図1に示すように、鳥獣忌避装置1は、所定距離離隔して設置された2個のレーザー光源装置2を備え、夫々のレーザー光源装置2はレーザー発振器で構成されるレーザー光源3を1個備えて構成されている。
【0026】
又、2個のレーザー光源装置2は、夫々から放出されるレーザー光7が互いに交差又は平面視で互いに交差するように構成されている。レーザー光7が互いに交差せずに、平面視で互いに交差する場合でも、その交差部分において2本のレーザー光7の離隔距離は、鳥獣の両目又は片目に2本のレーザー光7が別々に照射可能な距離としている。このような構成として、2個のレーザー光源装置2が延長線上で交差又は平面視で交差するように互いの方向に傾けている構成を用いることが出来るが、2個のレーザー光源装置2が夫々備えるレーザー光源3が延長線上で交差又は平面視で交差するように互いの方向に傾けている構成や、夫々のレーザー光源3は平行であるが、何れか又は両方のレーザー光源装置2に、図示しないレンズや回析光学素子(DOE)を設置してレーザー光を屈折させる構成を採用することが出来る。
【0027】
このような構成であるので、追い払う対象の1個の鳥獣9に二方向からレーザー光を照射すること、言い換えれば、鳥獣に対して異なる角度からレーザー光を当てることが可能となっている。そして、鳥獣9に二方向からレーザー光を照射することが可能となっているので、追い払う対象の鳥獣の両目91,92を同時にレーザー光7で照射して刺激すること、或いは鳥獣の片目を同時に二方向からのレーザー光で照射して刺激すること、即ち、鳥獣の両目又は片目に同時に異なる角度からレーザー光を当てること、更に、鳥獣の片眼に照射された一方からのレーザー光を鳥獣が避けようと目、頭、体を動かしてもその片目又は他方の目に他方からのレーザー光が照射されることが可能となっている。
【0028】
鳥は太陽等の眩しい光の方向には片目だけを向けていることが多く、鳥獣にとっては太陽等の眩しい光の明るさのなかではレーザー光の眩しさが埋没してしまうと考えられ、太陽5の太陽光50等の眩しい光が直接当たっていない方の目92にレーザー光が照射されると、或いは太陽光等の眩しい光が直接当たっている方の目91であっても、太陽光等の光が直接当たっていない部分911にレーザー光が照射されると、鳥獣はとても嫌がる。
++++
## 課題の指示
鳥獣忌避装置に関する本文によると、各レーザー光源装置はどのようなレーザー光源をいくつ備えているか。 この資料は上記の本文とは関係のない別個のものです。
++++
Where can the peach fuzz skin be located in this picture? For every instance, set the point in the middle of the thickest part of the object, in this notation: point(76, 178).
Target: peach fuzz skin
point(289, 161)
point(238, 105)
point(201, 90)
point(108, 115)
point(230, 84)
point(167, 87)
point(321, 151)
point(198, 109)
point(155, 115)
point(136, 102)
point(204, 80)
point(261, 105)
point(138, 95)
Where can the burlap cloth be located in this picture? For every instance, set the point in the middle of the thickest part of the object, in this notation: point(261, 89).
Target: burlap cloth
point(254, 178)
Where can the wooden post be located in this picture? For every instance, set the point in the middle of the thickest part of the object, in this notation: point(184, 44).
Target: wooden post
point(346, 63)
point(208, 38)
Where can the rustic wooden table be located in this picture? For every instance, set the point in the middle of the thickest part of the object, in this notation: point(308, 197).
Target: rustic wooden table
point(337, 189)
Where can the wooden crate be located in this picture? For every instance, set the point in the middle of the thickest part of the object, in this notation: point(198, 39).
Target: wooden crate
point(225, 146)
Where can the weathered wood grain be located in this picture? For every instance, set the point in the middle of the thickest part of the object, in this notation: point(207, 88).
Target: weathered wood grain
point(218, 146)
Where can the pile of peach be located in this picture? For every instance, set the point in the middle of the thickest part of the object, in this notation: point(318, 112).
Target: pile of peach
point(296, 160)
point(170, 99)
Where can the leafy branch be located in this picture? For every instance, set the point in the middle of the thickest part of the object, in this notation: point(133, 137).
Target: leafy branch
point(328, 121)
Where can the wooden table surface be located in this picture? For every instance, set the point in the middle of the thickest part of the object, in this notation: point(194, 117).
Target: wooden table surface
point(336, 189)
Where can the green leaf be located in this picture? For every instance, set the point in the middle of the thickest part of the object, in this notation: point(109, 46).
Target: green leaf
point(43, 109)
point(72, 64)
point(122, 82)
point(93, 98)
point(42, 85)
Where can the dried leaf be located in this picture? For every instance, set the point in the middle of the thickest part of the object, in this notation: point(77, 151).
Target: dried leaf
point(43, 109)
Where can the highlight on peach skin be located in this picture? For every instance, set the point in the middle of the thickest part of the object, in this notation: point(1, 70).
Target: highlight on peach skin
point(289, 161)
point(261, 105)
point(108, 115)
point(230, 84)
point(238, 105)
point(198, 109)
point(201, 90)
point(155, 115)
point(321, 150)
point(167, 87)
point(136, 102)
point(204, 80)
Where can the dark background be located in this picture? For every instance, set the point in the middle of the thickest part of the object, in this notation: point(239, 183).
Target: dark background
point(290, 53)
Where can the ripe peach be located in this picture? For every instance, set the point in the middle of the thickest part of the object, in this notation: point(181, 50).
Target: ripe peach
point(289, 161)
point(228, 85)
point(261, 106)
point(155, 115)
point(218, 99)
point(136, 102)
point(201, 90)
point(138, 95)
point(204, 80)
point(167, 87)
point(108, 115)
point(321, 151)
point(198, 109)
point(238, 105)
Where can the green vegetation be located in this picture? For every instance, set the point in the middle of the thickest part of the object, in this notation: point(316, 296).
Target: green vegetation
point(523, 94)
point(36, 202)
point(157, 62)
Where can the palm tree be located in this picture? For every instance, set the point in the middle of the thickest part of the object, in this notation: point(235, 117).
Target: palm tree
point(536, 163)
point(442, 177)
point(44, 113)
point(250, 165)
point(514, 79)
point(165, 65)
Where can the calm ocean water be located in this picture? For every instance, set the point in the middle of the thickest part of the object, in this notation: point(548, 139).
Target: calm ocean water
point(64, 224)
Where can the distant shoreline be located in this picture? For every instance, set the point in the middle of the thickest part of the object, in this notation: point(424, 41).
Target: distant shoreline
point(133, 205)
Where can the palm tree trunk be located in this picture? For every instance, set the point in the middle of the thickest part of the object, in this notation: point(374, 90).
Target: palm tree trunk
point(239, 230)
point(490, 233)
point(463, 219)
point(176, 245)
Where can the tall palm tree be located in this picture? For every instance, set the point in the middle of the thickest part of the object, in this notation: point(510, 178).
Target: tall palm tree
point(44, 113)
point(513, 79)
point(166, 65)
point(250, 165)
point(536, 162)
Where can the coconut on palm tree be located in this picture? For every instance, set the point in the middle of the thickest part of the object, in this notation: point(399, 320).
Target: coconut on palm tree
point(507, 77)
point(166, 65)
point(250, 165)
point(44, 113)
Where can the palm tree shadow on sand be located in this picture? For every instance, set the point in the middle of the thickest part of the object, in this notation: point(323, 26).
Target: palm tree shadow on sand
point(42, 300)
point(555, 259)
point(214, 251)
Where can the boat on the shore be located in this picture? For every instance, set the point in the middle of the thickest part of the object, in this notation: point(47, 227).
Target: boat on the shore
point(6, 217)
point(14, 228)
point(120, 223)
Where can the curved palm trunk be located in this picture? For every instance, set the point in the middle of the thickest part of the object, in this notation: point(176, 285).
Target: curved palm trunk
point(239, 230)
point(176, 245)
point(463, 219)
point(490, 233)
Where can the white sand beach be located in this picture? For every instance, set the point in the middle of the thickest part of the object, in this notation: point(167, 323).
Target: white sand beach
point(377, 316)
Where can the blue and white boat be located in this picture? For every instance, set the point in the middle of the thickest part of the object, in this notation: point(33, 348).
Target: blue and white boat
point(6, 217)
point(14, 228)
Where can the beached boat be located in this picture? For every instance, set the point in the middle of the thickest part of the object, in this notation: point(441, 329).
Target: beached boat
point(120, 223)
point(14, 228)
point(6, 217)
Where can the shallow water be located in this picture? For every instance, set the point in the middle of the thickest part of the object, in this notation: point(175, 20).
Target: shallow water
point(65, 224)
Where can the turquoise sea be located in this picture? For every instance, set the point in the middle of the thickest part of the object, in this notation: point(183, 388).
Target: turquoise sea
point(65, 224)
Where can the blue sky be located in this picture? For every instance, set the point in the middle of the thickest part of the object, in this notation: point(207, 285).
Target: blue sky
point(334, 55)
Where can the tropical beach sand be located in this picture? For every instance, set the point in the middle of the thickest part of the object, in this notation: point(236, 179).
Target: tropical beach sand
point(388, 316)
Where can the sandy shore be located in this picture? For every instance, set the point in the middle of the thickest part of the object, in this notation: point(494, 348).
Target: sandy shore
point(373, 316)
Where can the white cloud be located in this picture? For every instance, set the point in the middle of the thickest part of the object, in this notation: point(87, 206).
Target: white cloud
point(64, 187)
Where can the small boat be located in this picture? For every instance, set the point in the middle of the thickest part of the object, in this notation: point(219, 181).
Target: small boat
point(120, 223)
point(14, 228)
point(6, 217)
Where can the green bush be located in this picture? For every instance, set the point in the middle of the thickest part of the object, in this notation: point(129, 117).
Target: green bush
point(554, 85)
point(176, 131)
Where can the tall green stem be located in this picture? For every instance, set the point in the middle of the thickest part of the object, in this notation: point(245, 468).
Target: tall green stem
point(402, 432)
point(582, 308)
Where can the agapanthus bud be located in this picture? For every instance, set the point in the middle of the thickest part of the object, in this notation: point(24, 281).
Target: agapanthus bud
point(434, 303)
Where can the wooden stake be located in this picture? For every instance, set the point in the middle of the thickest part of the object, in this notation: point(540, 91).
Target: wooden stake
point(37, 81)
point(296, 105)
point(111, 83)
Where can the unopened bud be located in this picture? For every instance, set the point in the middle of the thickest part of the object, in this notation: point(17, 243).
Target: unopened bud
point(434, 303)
++++
## 課題の解答
レーザー発振器で構成されるレーザー光源を1個備えている。